◆ Task instructions ◆
Which of the lines in the data mention the string "instance"? List them all.

Data entries
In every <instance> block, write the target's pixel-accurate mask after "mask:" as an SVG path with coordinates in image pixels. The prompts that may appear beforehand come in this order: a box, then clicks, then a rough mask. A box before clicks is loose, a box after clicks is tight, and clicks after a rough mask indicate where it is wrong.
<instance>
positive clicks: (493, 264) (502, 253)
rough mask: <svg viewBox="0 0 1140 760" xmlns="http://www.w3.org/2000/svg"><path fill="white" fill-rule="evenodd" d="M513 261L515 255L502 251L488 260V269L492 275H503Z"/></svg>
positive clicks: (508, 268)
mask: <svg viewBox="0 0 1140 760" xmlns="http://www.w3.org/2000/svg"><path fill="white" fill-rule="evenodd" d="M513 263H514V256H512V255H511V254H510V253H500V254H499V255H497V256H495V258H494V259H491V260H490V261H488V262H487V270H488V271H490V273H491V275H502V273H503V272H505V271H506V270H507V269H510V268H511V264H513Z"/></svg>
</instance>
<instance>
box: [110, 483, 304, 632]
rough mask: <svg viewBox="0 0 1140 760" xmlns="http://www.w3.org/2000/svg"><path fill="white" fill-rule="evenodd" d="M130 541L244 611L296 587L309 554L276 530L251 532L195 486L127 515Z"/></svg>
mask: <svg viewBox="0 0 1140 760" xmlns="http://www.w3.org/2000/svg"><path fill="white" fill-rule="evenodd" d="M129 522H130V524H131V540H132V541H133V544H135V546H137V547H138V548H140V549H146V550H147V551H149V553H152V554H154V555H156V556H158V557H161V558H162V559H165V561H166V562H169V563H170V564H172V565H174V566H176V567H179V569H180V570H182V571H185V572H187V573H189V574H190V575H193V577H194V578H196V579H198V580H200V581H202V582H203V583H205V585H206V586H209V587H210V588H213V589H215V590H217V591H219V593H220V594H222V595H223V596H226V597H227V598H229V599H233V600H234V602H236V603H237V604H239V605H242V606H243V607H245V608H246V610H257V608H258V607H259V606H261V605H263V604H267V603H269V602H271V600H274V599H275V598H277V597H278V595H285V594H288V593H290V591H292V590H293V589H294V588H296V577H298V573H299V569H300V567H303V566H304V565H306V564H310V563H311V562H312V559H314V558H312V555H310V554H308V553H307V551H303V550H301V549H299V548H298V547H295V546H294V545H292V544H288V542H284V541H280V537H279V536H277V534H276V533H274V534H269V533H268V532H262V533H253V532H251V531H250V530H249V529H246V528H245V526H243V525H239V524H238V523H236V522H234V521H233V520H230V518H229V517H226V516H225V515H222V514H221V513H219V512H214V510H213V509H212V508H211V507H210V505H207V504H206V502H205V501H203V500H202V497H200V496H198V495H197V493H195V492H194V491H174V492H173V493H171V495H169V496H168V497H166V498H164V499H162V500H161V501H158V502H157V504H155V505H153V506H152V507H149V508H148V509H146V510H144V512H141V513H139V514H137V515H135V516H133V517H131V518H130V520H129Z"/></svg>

◆ Answer to the exercise ◆
In every <instance> block, write the target's pixel-accurate mask after "mask:" as an SVG path with coordinates in image pixels. The prompts that may appear beforehand come in this order: a box, then clicks, then a rough mask. A box before clicks is loose, a box after clicks is tight, and clicks after a rough mask indicate where it is wrong.
<instance>
</instance>
<instance>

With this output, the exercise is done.